> **Direction 1**: Rewrite everything from "1. Bellcore their" down to "and hackers perhaps." in the PacBell meeting text, swapping "Internet" for "Web".
> **Direction 2**: In the PacBell meeting text, who became the first full-time employee?

> **Given text**:

In January also we had our first face to face carrier meeting, with PacBell. The three of us went to the meeting. After a brief presentation and demo, they told us that they would not work with us for 3 reasons:

1. Bellcore their central labs had not told them about the idea, so they though that it could not be done since they would have told them.
2. They had looked at the Internet and had concluded that it did not hold much promise especially for carriers who need QOS. As they told me: for universities and hackers perhaps.
3. They would never work with a lesser company than an IBM or an HP.
Mark and Bruce were devastated and ready to quit and I had to spend time with them right in the Pacbell parking lot to remind them that this was not the end of the road, yet. I am sure Bruce is happy I did, he would become our first full time employee, while Mark ever the free spirit decided to stick to consulting.

> **Dataset rows**:

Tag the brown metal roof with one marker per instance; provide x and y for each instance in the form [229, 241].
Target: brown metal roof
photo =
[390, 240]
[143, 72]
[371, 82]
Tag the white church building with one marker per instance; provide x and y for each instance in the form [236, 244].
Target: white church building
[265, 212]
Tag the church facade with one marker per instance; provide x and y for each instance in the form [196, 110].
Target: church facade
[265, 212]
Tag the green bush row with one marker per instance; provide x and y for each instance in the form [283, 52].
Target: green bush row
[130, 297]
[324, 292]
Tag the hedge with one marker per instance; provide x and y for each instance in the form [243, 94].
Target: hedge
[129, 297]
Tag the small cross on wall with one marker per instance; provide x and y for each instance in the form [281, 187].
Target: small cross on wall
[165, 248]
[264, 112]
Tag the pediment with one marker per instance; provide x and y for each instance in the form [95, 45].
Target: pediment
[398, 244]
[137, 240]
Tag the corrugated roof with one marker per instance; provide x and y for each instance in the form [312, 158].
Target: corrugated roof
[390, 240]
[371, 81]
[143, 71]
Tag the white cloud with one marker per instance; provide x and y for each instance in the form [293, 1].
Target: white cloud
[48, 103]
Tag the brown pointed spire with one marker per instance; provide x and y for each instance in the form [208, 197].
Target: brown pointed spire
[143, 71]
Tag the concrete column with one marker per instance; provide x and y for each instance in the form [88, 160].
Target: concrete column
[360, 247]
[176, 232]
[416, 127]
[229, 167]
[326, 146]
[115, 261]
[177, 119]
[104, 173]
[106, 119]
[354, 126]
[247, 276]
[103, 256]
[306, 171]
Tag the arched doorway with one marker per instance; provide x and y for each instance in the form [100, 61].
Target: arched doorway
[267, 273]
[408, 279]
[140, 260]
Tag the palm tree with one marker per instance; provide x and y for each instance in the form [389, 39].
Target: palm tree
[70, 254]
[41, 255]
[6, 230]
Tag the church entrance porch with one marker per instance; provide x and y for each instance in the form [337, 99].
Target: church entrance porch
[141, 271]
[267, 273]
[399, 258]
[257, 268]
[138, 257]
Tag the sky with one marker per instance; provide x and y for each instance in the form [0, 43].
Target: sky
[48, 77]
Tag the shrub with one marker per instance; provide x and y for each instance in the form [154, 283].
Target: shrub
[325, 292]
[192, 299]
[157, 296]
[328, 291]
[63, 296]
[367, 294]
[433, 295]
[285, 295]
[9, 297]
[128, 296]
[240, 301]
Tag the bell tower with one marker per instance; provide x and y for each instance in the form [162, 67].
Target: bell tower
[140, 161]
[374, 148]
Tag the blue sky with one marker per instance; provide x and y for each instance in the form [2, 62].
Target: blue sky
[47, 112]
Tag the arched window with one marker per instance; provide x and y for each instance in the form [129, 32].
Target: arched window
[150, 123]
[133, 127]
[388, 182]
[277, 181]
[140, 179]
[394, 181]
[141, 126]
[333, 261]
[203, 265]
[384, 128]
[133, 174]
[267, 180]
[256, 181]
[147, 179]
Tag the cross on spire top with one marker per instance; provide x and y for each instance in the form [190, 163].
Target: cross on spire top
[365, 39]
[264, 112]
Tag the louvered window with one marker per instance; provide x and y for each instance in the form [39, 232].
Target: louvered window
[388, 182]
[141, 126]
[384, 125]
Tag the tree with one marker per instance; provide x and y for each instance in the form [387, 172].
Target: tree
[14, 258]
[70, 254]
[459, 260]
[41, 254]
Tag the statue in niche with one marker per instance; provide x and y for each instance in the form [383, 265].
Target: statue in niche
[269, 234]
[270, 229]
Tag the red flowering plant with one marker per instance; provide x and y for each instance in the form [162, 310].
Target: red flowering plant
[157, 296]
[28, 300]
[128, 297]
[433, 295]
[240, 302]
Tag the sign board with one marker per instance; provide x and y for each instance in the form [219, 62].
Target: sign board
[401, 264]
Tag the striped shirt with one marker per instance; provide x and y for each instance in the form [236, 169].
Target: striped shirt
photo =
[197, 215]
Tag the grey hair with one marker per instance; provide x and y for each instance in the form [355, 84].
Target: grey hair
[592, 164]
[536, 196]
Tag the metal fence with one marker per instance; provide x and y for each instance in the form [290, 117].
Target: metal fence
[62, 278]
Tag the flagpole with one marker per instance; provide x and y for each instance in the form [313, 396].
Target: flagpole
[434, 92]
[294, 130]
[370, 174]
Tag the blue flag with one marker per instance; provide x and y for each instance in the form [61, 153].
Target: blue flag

> **Written answer 1**:
1. Bellcore their central labs had not told them about the idea, so they though that it could not be done since they would have told them.
2. They had looked at the Web and had concluded that it did not hold much promise especially for carriers who need QOS. As they told me: for universities and hackers perhaps.

> **Written answer 2**: Bruce.